→ **GIVEN DATA**
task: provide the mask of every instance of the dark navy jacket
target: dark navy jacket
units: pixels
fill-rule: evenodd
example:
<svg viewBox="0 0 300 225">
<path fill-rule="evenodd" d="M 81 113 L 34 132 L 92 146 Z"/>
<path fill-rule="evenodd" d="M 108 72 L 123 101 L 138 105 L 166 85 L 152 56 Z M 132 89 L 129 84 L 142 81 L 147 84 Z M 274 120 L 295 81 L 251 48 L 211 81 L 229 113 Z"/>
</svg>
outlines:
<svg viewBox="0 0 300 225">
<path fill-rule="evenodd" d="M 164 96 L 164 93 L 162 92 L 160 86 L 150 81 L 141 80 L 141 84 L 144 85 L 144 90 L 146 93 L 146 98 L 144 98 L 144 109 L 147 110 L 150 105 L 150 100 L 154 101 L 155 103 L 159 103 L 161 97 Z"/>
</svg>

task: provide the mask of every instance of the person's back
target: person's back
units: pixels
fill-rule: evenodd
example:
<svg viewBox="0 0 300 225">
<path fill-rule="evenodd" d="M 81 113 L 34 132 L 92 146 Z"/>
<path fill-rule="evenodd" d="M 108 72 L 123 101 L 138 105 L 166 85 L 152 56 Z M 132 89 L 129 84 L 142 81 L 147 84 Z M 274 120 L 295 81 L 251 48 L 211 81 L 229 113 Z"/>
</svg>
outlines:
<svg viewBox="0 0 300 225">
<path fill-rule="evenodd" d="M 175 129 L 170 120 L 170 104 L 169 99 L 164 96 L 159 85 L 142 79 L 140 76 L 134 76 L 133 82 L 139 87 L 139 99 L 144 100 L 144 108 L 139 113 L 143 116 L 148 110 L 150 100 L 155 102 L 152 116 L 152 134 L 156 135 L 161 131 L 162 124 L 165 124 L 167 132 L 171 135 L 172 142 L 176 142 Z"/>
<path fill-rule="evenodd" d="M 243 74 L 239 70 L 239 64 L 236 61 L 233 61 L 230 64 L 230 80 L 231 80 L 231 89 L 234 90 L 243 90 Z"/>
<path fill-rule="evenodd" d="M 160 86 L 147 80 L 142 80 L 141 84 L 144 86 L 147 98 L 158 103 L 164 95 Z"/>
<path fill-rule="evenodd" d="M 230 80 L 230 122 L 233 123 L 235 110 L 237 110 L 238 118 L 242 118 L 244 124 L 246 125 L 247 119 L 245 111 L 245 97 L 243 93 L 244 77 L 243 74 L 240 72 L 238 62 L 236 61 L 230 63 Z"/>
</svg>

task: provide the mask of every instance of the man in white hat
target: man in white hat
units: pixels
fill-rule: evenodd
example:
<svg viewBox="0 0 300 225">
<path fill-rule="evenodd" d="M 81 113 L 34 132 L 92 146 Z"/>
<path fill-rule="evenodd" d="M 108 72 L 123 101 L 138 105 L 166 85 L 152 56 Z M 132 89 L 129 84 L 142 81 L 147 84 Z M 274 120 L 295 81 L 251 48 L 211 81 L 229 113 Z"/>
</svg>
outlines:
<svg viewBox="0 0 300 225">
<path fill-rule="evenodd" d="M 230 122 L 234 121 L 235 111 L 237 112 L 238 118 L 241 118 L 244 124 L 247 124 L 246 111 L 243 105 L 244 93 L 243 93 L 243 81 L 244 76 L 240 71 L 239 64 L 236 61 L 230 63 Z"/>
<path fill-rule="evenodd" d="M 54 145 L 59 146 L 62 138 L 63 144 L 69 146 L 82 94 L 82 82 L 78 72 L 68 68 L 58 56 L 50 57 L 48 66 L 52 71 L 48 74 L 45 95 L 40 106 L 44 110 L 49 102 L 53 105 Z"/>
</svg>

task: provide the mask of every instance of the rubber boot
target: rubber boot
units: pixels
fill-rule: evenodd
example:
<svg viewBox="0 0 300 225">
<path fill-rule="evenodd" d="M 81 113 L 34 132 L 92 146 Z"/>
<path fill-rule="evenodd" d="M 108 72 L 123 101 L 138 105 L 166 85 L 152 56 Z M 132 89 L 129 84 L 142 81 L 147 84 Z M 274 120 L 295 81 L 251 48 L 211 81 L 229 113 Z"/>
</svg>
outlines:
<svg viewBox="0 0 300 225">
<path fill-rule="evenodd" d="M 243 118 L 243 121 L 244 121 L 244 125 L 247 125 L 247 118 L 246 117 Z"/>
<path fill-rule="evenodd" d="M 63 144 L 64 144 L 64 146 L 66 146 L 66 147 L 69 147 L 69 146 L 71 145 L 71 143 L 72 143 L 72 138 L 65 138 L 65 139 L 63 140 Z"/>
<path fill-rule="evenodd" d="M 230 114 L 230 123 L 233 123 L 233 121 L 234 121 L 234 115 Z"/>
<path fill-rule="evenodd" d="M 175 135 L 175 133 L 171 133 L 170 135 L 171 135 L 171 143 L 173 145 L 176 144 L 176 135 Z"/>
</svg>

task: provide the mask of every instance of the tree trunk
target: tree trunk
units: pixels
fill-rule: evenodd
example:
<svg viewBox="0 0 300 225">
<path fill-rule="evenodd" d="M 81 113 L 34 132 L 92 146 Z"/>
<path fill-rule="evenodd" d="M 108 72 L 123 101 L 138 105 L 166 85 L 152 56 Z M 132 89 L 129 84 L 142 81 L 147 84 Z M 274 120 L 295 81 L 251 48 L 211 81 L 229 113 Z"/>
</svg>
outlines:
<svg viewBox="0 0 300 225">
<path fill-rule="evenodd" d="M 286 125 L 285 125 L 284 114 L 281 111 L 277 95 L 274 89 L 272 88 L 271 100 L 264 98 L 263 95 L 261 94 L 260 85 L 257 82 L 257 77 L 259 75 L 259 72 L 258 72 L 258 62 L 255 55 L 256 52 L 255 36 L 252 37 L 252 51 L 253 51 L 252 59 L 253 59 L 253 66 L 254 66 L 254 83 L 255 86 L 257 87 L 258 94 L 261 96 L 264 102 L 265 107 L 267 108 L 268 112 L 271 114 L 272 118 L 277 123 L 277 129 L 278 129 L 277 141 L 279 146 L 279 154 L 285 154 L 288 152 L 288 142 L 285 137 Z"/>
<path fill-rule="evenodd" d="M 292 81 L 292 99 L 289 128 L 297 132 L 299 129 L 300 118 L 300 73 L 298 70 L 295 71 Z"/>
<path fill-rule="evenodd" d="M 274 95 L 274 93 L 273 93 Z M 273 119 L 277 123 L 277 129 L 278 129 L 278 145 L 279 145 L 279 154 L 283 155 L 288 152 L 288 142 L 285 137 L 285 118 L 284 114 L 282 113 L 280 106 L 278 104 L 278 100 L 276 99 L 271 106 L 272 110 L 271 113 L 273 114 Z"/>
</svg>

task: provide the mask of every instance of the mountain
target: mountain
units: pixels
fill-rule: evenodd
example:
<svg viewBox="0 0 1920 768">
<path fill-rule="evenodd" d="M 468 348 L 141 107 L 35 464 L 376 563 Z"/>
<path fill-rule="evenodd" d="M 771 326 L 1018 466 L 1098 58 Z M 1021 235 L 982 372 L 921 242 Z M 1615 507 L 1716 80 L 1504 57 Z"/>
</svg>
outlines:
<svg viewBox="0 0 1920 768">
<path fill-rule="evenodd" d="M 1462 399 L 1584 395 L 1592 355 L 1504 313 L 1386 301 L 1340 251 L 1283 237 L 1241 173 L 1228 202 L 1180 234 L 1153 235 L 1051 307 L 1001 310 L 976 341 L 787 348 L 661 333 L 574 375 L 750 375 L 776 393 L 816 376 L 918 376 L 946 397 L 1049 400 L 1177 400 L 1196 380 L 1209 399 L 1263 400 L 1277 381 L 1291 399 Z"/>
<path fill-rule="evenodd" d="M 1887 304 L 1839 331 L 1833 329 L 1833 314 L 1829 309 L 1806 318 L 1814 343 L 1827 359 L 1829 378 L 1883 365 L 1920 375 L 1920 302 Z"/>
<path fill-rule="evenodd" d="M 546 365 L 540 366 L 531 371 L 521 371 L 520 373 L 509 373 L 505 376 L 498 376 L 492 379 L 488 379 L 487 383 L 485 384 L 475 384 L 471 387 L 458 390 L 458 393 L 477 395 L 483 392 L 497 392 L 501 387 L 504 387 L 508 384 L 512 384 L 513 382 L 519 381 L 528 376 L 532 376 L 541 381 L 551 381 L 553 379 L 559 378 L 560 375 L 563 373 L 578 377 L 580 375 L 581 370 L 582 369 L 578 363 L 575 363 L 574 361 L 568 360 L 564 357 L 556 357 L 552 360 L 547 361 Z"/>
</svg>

→ **TASK DIRECTIONS**
Find and show each line of the listing with the word "trunk".

→ **RESPONSE AREA**
task: provide the mask of every instance of the tree trunk
target: tree trunk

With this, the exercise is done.